Copy out the rows below word for word, from the line containing "Put a marker on every instance of the beige shorts, one" through the line containing "109), (345, 110)]", both lines included.

***** Exercise material *****

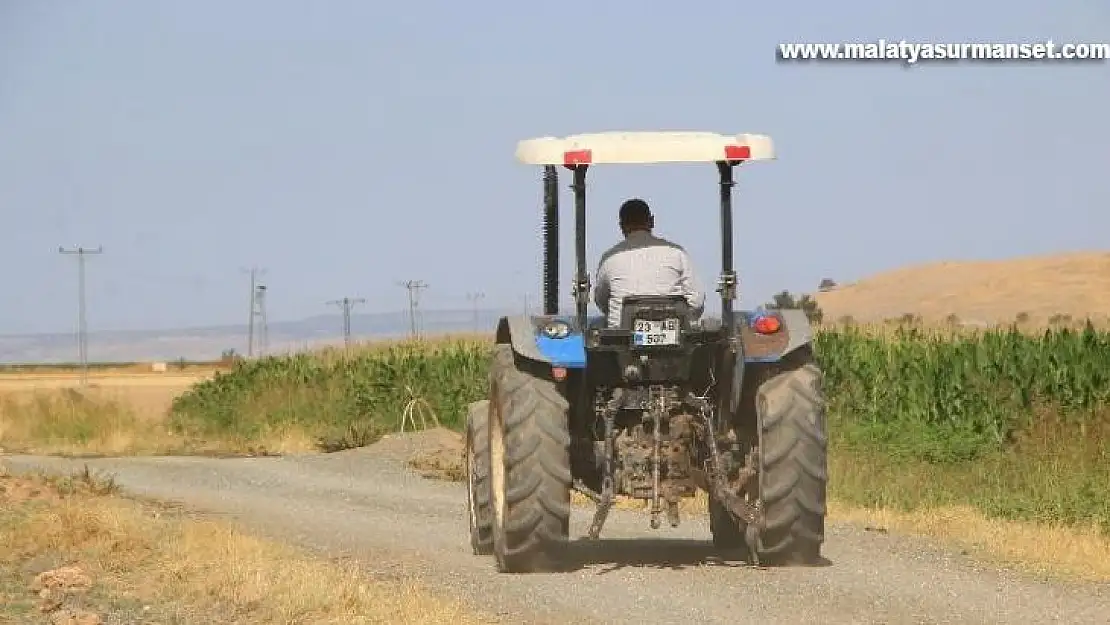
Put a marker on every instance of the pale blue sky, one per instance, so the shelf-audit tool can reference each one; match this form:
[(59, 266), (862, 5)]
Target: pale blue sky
[(346, 145)]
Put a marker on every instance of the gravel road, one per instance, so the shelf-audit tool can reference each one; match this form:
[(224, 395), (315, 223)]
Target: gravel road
[(369, 506)]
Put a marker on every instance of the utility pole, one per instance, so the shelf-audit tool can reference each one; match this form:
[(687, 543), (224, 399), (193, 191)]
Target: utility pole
[(346, 304), (82, 331), (413, 286), (255, 273), (473, 298), (261, 299)]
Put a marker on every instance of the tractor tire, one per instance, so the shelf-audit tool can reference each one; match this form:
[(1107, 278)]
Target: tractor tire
[(530, 467), (793, 465), (477, 477)]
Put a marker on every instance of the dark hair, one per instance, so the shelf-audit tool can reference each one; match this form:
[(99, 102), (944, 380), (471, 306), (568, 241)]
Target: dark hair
[(635, 212)]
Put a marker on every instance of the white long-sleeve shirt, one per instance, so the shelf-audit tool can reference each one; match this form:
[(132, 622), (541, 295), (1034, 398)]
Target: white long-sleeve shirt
[(645, 264)]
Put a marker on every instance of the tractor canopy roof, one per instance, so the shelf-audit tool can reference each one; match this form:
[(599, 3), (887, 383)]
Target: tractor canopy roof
[(643, 148)]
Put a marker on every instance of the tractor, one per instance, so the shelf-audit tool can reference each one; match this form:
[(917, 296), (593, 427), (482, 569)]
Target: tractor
[(656, 409)]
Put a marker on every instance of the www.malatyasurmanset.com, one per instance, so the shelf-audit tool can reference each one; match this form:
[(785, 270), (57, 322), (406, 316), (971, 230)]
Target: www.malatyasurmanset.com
[(911, 52)]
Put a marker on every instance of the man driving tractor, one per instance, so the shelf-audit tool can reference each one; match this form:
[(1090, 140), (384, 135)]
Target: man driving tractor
[(644, 264)]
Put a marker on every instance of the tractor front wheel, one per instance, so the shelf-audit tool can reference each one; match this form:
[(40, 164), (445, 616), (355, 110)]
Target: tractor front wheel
[(477, 477), (530, 466)]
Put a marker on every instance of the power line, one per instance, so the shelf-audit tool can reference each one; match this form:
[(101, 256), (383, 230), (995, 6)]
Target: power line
[(82, 334), (413, 286), (346, 304), (473, 298)]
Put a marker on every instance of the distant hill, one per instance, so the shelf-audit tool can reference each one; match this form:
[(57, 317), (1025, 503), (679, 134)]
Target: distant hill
[(209, 342), (987, 292)]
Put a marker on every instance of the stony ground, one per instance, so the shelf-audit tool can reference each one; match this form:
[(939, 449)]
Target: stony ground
[(370, 505)]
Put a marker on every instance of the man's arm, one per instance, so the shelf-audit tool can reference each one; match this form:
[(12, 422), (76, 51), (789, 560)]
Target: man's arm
[(602, 289), (689, 285)]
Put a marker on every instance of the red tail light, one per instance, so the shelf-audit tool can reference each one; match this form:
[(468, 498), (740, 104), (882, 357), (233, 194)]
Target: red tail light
[(767, 324)]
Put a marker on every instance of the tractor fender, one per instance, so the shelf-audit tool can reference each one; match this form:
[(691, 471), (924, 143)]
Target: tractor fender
[(798, 332), (525, 334)]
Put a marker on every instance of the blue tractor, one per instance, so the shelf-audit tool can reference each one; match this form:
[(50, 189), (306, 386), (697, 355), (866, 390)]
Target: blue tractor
[(656, 409)]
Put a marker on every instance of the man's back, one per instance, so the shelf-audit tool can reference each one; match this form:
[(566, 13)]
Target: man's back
[(645, 264)]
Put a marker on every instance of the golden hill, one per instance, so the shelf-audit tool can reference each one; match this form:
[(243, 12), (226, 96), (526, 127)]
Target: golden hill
[(980, 292)]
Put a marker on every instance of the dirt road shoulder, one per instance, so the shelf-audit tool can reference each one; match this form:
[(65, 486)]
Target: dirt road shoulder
[(73, 551)]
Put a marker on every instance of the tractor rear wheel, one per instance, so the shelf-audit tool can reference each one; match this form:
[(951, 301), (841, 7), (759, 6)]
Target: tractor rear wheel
[(477, 477), (793, 463), (530, 466)]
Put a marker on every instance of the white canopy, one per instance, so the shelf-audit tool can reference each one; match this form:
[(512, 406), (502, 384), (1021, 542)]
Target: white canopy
[(641, 148)]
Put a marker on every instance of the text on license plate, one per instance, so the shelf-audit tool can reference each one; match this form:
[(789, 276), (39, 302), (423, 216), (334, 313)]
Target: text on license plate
[(655, 332)]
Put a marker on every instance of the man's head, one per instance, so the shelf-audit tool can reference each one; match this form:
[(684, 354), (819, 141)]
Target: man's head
[(635, 214)]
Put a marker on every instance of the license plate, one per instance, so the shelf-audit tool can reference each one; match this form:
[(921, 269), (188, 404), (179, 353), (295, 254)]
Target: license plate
[(655, 332)]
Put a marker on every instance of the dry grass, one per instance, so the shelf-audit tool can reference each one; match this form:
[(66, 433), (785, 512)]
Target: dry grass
[(980, 291), (1058, 551), (123, 560), (94, 422)]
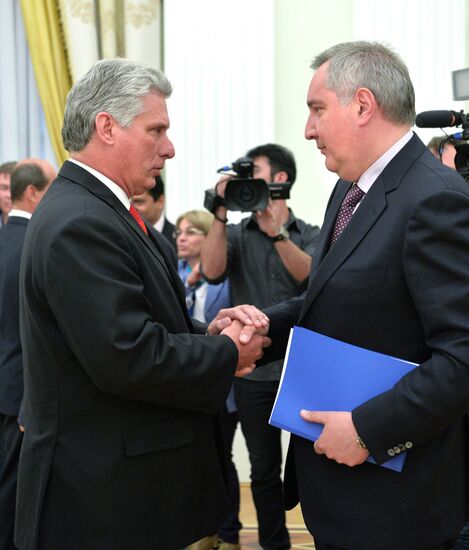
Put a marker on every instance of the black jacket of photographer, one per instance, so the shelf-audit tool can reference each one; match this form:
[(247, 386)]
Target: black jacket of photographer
[(258, 275)]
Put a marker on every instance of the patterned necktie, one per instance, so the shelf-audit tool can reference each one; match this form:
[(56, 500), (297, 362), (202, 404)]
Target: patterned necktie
[(352, 198), (138, 219)]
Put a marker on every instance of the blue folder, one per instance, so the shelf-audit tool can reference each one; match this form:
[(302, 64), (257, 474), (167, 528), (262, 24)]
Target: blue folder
[(324, 374)]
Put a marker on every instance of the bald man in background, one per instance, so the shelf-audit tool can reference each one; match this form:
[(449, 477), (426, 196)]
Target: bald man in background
[(29, 182)]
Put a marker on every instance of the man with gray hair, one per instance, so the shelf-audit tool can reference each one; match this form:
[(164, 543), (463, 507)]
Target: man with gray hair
[(119, 450), (29, 181), (390, 274)]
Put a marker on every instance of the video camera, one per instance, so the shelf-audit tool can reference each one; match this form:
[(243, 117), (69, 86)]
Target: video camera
[(243, 192), (442, 119)]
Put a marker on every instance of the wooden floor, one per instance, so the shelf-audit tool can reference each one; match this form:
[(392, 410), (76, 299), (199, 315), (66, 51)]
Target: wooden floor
[(300, 538)]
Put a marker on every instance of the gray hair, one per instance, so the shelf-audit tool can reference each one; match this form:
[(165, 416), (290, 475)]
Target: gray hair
[(25, 174), (371, 65), (115, 86)]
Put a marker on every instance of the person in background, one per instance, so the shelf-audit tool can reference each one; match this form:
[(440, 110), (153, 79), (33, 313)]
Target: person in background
[(29, 181), (267, 257), (5, 196), (151, 206), (442, 147), (203, 302)]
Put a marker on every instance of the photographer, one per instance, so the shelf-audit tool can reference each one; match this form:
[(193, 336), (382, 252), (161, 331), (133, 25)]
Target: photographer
[(268, 259)]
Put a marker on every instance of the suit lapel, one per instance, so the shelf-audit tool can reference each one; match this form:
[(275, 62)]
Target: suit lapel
[(79, 175), (369, 211)]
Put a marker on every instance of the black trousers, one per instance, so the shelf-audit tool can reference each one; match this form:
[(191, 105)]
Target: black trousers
[(254, 400), (10, 441)]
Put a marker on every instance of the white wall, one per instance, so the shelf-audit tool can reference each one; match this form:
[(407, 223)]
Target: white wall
[(219, 56)]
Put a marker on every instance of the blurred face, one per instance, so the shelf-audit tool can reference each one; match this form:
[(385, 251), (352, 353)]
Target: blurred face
[(332, 126), (189, 241), (448, 155), (150, 209), (5, 197), (143, 147)]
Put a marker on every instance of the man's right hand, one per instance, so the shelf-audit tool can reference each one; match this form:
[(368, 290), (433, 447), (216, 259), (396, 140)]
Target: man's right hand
[(249, 352)]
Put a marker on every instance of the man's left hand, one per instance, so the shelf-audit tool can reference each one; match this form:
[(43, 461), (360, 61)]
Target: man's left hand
[(338, 440)]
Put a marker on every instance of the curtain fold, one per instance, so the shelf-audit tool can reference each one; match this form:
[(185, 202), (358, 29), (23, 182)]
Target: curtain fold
[(46, 45)]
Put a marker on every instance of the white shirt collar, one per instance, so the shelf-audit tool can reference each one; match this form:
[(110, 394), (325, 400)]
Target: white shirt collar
[(371, 175), (113, 187), (19, 213)]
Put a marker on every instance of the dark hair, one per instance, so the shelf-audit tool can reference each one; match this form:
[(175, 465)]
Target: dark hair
[(280, 159), (8, 167), (158, 190), (27, 174)]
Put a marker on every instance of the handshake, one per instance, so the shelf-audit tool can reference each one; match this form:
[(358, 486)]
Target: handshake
[(247, 327)]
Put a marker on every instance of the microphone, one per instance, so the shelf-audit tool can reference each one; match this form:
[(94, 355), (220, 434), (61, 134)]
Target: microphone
[(438, 119)]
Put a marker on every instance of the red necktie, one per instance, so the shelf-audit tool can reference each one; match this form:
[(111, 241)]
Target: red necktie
[(138, 219), (351, 199)]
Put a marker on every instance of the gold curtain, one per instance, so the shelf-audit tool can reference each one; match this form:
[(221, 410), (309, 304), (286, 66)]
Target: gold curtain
[(46, 46)]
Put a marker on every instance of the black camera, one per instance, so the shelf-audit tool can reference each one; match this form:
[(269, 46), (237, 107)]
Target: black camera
[(243, 192)]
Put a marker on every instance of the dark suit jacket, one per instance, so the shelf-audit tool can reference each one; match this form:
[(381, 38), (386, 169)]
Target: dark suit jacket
[(119, 391), (11, 365), (168, 232), (397, 282)]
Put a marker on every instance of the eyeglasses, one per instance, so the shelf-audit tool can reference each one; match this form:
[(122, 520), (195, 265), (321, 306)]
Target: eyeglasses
[(190, 232)]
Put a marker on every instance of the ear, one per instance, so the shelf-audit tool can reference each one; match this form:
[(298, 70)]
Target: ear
[(105, 127), (366, 105), (280, 177)]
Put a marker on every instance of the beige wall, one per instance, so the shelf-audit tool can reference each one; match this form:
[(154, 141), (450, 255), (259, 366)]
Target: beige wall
[(303, 28)]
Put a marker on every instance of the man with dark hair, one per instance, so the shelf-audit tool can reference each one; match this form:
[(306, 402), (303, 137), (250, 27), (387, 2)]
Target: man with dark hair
[(5, 198), (151, 206), (29, 181), (268, 259)]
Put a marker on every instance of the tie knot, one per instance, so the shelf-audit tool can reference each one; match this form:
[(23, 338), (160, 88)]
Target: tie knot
[(353, 196)]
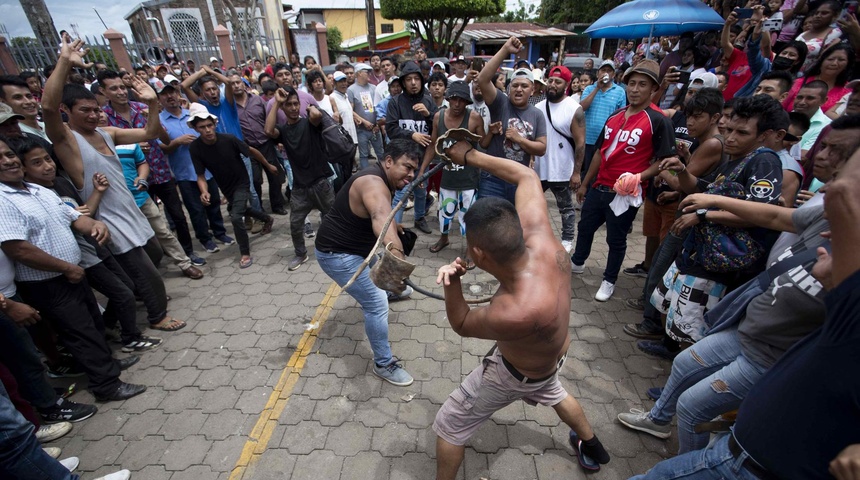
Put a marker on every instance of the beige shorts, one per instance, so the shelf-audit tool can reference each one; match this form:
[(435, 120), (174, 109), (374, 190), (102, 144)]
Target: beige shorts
[(488, 388)]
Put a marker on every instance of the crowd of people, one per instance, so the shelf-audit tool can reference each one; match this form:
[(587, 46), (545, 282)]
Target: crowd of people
[(726, 140)]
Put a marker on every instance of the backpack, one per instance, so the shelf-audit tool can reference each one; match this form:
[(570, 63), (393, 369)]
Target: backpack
[(719, 248)]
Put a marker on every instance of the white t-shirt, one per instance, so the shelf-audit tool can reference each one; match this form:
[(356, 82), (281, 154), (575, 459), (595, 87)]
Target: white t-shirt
[(380, 92), (557, 164), (7, 275), (325, 105), (481, 109), (345, 110)]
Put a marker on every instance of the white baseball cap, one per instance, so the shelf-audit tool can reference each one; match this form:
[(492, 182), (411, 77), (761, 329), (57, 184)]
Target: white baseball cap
[(199, 111)]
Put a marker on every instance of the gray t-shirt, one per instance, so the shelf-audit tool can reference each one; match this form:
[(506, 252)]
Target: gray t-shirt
[(361, 99), (529, 121), (128, 227), (792, 306)]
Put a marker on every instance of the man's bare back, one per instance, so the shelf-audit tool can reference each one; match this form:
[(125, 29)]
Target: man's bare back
[(529, 315), (541, 297)]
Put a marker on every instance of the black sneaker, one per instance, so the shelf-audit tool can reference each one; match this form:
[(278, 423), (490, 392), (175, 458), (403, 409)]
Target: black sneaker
[(141, 344), (421, 224), (67, 369), (195, 260), (637, 270), (67, 411), (123, 392)]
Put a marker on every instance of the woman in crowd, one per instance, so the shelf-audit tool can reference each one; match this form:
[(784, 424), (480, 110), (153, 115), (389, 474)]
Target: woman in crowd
[(819, 32), (834, 68)]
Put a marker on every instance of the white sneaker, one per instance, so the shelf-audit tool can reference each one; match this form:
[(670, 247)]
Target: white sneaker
[(52, 452), (567, 244), (120, 475), (606, 291), (70, 463), (50, 432)]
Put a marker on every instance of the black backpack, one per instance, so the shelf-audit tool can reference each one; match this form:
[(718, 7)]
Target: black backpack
[(338, 147)]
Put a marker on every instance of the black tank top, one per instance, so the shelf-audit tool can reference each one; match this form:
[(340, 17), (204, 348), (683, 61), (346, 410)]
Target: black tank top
[(341, 230)]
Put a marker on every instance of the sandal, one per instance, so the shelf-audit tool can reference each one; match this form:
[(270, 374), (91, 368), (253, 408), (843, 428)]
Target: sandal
[(438, 246), (170, 326)]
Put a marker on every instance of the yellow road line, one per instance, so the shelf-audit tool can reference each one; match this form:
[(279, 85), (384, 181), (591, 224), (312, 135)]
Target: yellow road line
[(259, 438)]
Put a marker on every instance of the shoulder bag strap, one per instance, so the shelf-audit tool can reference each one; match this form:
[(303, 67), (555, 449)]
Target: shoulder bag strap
[(549, 118)]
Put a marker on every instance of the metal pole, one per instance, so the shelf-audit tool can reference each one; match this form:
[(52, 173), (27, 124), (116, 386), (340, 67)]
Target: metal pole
[(371, 25)]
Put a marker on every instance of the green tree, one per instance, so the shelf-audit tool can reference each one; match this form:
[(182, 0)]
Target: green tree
[(576, 11), (333, 40), (441, 21), (29, 53)]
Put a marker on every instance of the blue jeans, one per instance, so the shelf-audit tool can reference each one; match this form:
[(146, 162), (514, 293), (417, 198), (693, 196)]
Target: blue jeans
[(373, 300), (710, 378), (492, 186), (21, 456), (714, 462), (203, 218), (595, 212), (420, 196), (366, 138), (564, 201), (664, 256), (255, 200)]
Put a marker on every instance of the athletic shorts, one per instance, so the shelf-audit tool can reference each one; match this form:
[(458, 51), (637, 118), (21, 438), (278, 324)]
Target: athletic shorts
[(658, 218), (490, 387)]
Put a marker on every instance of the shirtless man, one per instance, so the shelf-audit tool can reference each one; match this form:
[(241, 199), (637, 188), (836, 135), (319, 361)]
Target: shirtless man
[(83, 149), (528, 317)]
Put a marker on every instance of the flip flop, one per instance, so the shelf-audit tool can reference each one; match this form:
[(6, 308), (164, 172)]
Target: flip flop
[(172, 326), (585, 461), (438, 246)]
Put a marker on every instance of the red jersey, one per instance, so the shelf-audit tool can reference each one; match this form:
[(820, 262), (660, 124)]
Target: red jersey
[(631, 144)]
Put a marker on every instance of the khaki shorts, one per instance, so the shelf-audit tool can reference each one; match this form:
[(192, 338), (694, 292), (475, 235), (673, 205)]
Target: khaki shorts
[(490, 387)]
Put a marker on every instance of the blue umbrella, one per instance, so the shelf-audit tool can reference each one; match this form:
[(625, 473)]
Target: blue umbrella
[(647, 18)]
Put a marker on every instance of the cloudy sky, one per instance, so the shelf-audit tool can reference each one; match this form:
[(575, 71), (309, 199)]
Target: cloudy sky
[(80, 12), (67, 12)]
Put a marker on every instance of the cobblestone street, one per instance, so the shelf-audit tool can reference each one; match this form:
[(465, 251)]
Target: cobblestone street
[(272, 379)]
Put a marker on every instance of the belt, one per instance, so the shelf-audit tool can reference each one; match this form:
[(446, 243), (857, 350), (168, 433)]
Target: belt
[(749, 464), (520, 377)]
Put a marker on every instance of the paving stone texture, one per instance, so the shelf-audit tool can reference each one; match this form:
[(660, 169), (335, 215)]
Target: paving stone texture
[(209, 382)]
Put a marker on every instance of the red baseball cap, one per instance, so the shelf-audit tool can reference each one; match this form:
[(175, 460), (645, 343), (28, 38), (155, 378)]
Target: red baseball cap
[(560, 72)]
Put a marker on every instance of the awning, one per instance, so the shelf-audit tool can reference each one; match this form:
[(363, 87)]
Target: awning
[(360, 42)]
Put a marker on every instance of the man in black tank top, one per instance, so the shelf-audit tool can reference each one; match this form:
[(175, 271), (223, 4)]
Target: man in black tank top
[(348, 233)]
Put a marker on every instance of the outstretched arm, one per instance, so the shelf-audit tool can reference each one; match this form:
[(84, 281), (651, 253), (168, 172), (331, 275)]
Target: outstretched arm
[(188, 82), (153, 130), (485, 78), (65, 145)]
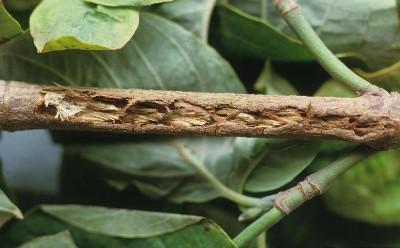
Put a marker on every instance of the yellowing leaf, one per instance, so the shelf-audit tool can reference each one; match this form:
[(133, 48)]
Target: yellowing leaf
[(74, 24)]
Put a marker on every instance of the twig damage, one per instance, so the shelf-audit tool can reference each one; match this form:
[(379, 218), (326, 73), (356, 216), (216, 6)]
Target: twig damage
[(368, 119)]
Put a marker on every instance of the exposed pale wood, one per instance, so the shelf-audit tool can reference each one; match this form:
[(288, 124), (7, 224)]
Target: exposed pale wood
[(369, 119)]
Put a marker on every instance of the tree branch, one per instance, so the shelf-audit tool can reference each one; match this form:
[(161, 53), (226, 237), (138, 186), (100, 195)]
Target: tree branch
[(369, 119)]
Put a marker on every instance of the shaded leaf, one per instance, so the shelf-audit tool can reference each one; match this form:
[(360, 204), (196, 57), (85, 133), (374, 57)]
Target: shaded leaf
[(9, 27), (313, 225), (60, 25), (271, 83), (248, 36), (370, 191), (353, 28), (60, 240), (194, 15), (186, 64), (21, 5), (7, 209), (132, 3), (201, 233), (276, 168), (387, 78), (119, 222)]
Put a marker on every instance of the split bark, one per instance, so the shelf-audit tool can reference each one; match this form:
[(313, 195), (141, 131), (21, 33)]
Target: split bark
[(370, 119)]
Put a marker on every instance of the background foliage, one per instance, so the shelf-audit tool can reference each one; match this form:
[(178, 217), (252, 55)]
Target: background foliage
[(196, 45)]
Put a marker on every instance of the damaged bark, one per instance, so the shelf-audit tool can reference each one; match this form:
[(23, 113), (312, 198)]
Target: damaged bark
[(369, 119)]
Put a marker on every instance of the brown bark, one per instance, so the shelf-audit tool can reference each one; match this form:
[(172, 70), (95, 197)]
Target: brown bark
[(369, 119)]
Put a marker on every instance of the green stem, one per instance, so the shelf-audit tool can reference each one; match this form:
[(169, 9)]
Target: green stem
[(225, 192), (337, 69), (287, 201), (262, 240), (257, 227)]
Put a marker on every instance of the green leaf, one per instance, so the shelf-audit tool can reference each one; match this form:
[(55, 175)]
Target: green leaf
[(9, 27), (387, 78), (370, 191), (247, 36), (119, 222), (7, 209), (158, 170), (61, 240), (281, 164), (270, 83), (186, 64), (132, 3), (177, 230), (194, 15), (353, 28), (60, 25)]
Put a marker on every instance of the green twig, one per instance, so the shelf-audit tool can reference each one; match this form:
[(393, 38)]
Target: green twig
[(338, 70), (288, 200), (262, 240), (225, 192)]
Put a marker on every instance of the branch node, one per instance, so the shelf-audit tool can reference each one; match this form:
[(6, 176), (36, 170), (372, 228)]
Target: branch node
[(285, 6)]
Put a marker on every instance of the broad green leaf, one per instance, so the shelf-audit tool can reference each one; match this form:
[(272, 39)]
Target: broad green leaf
[(119, 222), (9, 27), (60, 25), (370, 191), (60, 240), (281, 164), (312, 225), (353, 28), (158, 170), (126, 3), (270, 83), (138, 159), (387, 78), (194, 15), (7, 209), (248, 36), (21, 5), (186, 64), (198, 232)]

*****

Result of the exercise:
Put a marker on every instance of the beige shorts, one per instance, so the shelf-audit tool can reference each one; match this form:
[(435, 120), (174, 109), (374, 190), (102, 144)]
Target: beige shorts
[(488, 388)]
Put a marker on every instance of the crowd of people, one per instance, so the shelf-audit tool can reference each one; match this form:
[(587, 46), (545, 282)]
Target: crowd of people
[(726, 140)]
Put a marker on every instance of the backpack, one per instance, so the shelf-audit tool can reference each one; match this form:
[(570, 63), (393, 369)]
Target: backpack
[(719, 248)]
Put a marker on every instance of the white t-shirt, one per instance, so the shelf-audit tool can reference each one; match this form:
[(356, 82), (281, 154), (575, 459), (595, 87)]
Target: white t-shirt
[(380, 92), (557, 164), (7, 275), (325, 105), (481, 109), (345, 110)]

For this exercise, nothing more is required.